• _What the exercise asks_
State how many lines of the listing below contain the string "notepad", with case counting. Give only the number.

****

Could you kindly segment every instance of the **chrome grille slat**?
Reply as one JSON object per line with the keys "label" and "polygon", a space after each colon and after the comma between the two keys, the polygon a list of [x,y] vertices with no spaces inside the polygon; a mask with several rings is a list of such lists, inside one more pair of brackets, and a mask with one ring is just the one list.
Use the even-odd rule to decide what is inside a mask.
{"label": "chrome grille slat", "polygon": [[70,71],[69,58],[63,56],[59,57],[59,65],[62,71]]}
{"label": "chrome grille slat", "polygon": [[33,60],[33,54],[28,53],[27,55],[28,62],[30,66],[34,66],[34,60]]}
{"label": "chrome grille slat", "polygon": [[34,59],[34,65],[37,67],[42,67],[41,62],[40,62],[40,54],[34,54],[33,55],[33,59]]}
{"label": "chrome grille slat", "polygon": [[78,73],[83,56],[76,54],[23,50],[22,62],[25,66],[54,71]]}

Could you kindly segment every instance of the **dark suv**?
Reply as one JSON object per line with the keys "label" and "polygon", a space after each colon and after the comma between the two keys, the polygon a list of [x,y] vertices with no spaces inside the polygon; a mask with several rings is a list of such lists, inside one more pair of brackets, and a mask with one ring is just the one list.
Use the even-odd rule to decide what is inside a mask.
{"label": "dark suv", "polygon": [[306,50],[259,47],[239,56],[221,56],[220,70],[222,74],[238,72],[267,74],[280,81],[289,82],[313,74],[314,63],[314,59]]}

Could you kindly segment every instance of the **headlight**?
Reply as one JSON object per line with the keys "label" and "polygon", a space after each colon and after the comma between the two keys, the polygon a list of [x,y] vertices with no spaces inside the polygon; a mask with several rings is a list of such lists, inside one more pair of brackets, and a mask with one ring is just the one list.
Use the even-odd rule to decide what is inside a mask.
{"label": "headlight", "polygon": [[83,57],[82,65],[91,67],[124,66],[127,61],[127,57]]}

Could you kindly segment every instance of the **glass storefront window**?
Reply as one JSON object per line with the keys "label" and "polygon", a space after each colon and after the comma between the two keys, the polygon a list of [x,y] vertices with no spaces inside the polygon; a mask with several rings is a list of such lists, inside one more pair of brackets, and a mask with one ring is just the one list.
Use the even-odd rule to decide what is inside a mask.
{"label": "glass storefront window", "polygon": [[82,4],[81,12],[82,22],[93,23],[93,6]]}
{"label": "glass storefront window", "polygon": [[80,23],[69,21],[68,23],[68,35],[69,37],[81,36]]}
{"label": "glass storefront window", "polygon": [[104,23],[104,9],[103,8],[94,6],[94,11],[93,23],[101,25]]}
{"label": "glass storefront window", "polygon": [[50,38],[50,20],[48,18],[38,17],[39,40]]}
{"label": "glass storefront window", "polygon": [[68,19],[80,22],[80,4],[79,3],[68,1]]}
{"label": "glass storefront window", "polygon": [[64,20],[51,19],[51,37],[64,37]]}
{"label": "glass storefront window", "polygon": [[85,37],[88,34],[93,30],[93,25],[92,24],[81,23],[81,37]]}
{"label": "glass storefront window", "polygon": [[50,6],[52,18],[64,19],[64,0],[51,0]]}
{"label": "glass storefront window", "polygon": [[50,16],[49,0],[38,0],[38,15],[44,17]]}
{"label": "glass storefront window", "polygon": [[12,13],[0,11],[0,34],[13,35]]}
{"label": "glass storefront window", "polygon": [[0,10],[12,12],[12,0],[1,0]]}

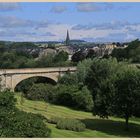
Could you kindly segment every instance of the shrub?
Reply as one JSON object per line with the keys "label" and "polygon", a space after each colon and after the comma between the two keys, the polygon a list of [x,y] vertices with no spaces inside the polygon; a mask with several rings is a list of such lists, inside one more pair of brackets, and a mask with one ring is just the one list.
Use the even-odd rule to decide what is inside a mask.
{"label": "shrub", "polygon": [[62,118],[60,117],[51,117],[50,119],[47,120],[48,123],[51,124],[57,124],[58,121],[60,121]]}
{"label": "shrub", "polygon": [[60,119],[57,122],[56,127],[58,129],[72,130],[77,132],[84,131],[86,128],[85,124],[83,124],[81,121],[68,118]]}
{"label": "shrub", "polygon": [[27,98],[31,100],[45,100],[53,102],[55,91],[52,85],[49,84],[33,84],[27,92]]}
{"label": "shrub", "polygon": [[14,93],[0,92],[0,137],[49,137],[41,115],[19,111]]}

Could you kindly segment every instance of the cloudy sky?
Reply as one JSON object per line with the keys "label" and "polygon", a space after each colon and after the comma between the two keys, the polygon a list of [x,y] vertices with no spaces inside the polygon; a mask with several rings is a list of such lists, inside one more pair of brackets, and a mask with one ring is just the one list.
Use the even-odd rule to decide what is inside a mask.
{"label": "cloudy sky", "polygon": [[71,39],[131,41],[140,38],[140,3],[0,3],[0,40]]}

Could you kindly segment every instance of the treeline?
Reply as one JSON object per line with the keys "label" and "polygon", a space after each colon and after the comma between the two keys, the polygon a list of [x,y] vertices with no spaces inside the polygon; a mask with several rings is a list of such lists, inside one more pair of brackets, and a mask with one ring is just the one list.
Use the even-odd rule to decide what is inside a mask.
{"label": "treeline", "polygon": [[102,118],[140,117],[140,69],[116,59],[87,59],[77,72],[66,74],[56,86],[33,84],[25,93],[32,100],[92,111]]}

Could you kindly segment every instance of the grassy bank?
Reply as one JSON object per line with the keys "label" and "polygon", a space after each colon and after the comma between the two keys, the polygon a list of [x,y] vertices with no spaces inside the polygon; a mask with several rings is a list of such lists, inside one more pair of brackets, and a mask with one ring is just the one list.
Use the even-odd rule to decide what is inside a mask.
{"label": "grassy bank", "polygon": [[47,118],[52,116],[76,118],[84,122],[87,127],[84,132],[74,132],[60,130],[55,125],[47,123],[48,127],[52,130],[51,137],[140,137],[139,118],[132,118],[130,120],[130,130],[127,132],[124,130],[125,123],[121,118],[100,119],[97,116],[93,116],[92,113],[76,111],[43,101],[31,101],[24,98],[21,103],[20,95],[17,94],[15,97],[17,98],[17,107],[23,111],[39,113]]}

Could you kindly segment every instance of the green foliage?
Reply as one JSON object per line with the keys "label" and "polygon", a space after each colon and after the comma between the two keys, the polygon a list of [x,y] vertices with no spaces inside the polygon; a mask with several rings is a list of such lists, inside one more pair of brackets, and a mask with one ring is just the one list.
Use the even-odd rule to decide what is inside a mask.
{"label": "green foliage", "polygon": [[77,132],[84,131],[86,128],[85,124],[82,123],[81,121],[68,118],[60,119],[57,122],[56,127],[58,129],[72,130]]}
{"label": "green foliage", "polygon": [[124,117],[128,128],[128,119],[139,116],[140,109],[140,70],[126,67],[115,81],[116,94],[113,102],[115,114]]}
{"label": "green foliage", "polygon": [[48,119],[47,120],[47,122],[48,123],[51,123],[51,124],[57,124],[57,122],[59,121],[59,120],[61,120],[62,118],[60,118],[60,117],[51,117],[50,119]]}
{"label": "green foliage", "polygon": [[0,93],[0,137],[48,137],[50,130],[41,115],[19,111],[14,93]]}
{"label": "green foliage", "polygon": [[33,84],[27,91],[26,97],[31,100],[45,100],[47,102],[55,102],[55,89],[49,84]]}
{"label": "green foliage", "polygon": [[[116,59],[95,59],[86,77],[93,95],[93,113],[100,117],[117,115],[128,119],[138,115],[140,71]],[[136,113],[136,114],[135,114]]]}
{"label": "green foliage", "polygon": [[78,77],[75,73],[68,73],[58,79],[59,84],[64,85],[77,85]]}
{"label": "green foliage", "polygon": [[83,87],[81,90],[76,92],[73,96],[73,101],[75,102],[77,108],[85,111],[92,111],[93,109],[92,95],[87,87]]}

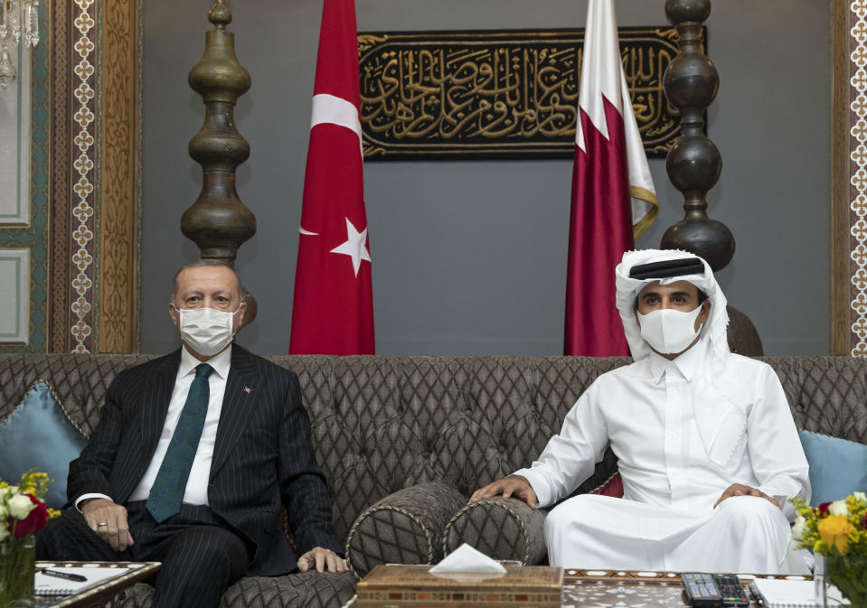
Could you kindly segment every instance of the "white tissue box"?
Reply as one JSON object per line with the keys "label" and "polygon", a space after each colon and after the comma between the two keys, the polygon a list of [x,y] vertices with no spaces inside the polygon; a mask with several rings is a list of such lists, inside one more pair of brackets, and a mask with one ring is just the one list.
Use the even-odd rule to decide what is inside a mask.
{"label": "white tissue box", "polygon": [[505,566],[504,575],[432,575],[429,566],[377,566],[358,582],[355,608],[560,608],[563,569]]}

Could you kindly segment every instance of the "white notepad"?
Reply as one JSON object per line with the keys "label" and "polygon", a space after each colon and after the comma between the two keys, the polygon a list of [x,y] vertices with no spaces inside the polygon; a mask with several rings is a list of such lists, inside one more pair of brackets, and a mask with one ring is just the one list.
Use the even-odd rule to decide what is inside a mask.
{"label": "white notepad", "polygon": [[66,578],[49,576],[42,571],[36,573],[33,580],[33,592],[36,595],[71,595],[83,589],[96,586],[109,578],[120,576],[129,572],[126,567],[108,567],[104,566],[52,566],[49,570],[56,570],[69,575],[79,575],[87,578],[86,581],[71,581]]}
{"label": "white notepad", "polygon": [[[749,585],[765,608],[815,608],[815,583],[781,578],[757,578]],[[833,585],[828,585],[828,606],[848,605]]]}

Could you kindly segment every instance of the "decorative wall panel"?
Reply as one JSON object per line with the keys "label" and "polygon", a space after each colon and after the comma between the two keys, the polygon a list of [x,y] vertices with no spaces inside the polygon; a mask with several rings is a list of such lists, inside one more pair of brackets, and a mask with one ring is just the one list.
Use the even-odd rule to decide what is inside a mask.
{"label": "decorative wall panel", "polygon": [[[33,55],[29,241],[39,313],[28,350],[130,352],[138,345],[141,0],[52,0],[40,10],[47,35]],[[10,244],[3,237],[0,246]]]}
{"label": "decorative wall panel", "polygon": [[30,338],[30,249],[0,248],[0,341]]}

****

• _Written answer_
3